DATASET EXCERPTS Block Start
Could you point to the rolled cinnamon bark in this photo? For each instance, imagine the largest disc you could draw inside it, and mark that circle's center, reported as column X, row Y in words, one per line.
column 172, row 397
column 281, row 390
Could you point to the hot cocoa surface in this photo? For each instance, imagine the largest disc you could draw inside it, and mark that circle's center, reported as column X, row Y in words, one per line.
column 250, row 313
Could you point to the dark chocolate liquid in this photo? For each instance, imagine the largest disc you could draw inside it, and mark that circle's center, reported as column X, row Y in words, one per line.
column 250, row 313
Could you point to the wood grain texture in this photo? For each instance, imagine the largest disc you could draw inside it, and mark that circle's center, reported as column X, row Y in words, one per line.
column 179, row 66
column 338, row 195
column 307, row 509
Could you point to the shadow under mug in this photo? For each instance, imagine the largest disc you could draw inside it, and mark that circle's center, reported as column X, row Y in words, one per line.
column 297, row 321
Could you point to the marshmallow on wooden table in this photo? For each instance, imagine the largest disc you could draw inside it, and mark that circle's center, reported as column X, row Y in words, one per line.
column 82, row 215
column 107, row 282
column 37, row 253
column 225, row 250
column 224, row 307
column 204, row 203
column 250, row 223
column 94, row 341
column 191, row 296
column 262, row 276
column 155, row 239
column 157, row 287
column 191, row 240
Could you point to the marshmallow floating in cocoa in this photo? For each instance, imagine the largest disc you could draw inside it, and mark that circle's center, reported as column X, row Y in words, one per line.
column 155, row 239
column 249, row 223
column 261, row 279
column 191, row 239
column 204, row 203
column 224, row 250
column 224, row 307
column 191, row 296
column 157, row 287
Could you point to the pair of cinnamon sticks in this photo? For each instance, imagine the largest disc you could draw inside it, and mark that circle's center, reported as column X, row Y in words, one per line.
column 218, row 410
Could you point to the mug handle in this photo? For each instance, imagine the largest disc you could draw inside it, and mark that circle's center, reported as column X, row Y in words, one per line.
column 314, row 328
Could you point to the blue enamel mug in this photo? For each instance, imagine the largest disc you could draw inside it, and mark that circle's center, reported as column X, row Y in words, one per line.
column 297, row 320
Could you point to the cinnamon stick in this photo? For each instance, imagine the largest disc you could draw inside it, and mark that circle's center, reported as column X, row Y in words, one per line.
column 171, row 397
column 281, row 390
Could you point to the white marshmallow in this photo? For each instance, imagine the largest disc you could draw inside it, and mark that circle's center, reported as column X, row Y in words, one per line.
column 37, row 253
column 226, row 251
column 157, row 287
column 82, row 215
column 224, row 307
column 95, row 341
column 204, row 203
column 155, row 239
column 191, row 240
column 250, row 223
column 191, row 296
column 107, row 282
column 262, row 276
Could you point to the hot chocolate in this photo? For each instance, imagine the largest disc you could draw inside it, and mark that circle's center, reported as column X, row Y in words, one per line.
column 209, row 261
DATASET EXCERPTS Block End
### WORK TO COMPLETE
Nothing should be dropped. Retype each line above as it is.

### ANSWER BOX
Could you point to the rolled cinnamon bark in this photo? For each instance, imagine the largest disc you could draw inside it, and mark that circle's center, reported as column X, row Y in words, one per line.
column 172, row 397
column 281, row 390
Could you point to the hot cocoa surface in this photo? For each instance, imagine the largest disc you could draw inside it, and mark that circle's center, reported as column X, row Y in words, one per line.
column 250, row 313
Could you point to the dark chocolate liquid in this photo? For each instance, imagine the largest disc you could draw inside it, and mark that circle's center, reported as column X, row Y in words, one per line.
column 250, row 313
Could you point to the wood grain texture in this photo? For each instance, imagine the largest disc you could draw inside it, and mark that circle's center, reported as column X, row Y in words, one per line.
column 179, row 66
column 338, row 195
column 307, row 509
Could you point to the shadow under mug in this photo? For each instance, imagine the largest disc you could draw inside it, and mark that circle's center, reported as column X, row Y in words, one per line.
column 297, row 321
Could you point to the marshmallow on wooden table in this photo? For each instance, imagine the largest disc you could draw inside it, and mark that circle's center, reported as column X, row Y in words, one per line.
column 82, row 215
column 107, row 282
column 37, row 253
column 225, row 250
column 224, row 307
column 204, row 203
column 250, row 223
column 94, row 341
column 191, row 296
column 262, row 276
column 155, row 239
column 157, row 287
column 191, row 240
Could you point to the marshmallow floating in cocoa in this photo? For each instance, imagine the largest disc you could draw inside it, and mark that circle's center, reported as column X, row Y in words, one per line.
column 155, row 239
column 249, row 223
column 261, row 279
column 191, row 239
column 204, row 203
column 224, row 250
column 224, row 307
column 191, row 296
column 157, row 287
Could you point to the pair of cinnamon sticks in this photo? For each instance, imagine the largest disc you could draw inside it, and mark that circle's center, reported as column X, row Y in words, one per line.
column 218, row 410
Could you point to the mug handle in this photo? For each instance, imagine the largest disc you could draw inside it, and mark that circle's center, reported as column X, row Y in words, one per line.
column 314, row 328
Could you point to the blue enamel mug in this photo? For each instance, imagine the largest disc you could draw inside it, and mark that circle's center, reported as column X, row Y in words, one per line.
column 297, row 320
Could you point to the cinnamon stick in this photo? For each instance, imagine the largest disc you could draw inside it, and mark that circle's center, reported as column X, row Y in words, one per line.
column 171, row 397
column 281, row 390
Could you point to the white marshmallow in this photo? For each instance, imagine the largest disc you could draw inside it, and mark that circle's center, reported as column X, row Y in words, one per line.
column 37, row 253
column 226, row 251
column 157, row 287
column 82, row 215
column 224, row 307
column 95, row 341
column 204, row 203
column 155, row 239
column 191, row 240
column 250, row 223
column 191, row 296
column 107, row 282
column 262, row 276
Could you point to the hot chocolate in this photo? For each instance, imagine the largest disc you could draw inside it, and mark that circle's center, reported as column X, row Y in words, one per line.
column 209, row 261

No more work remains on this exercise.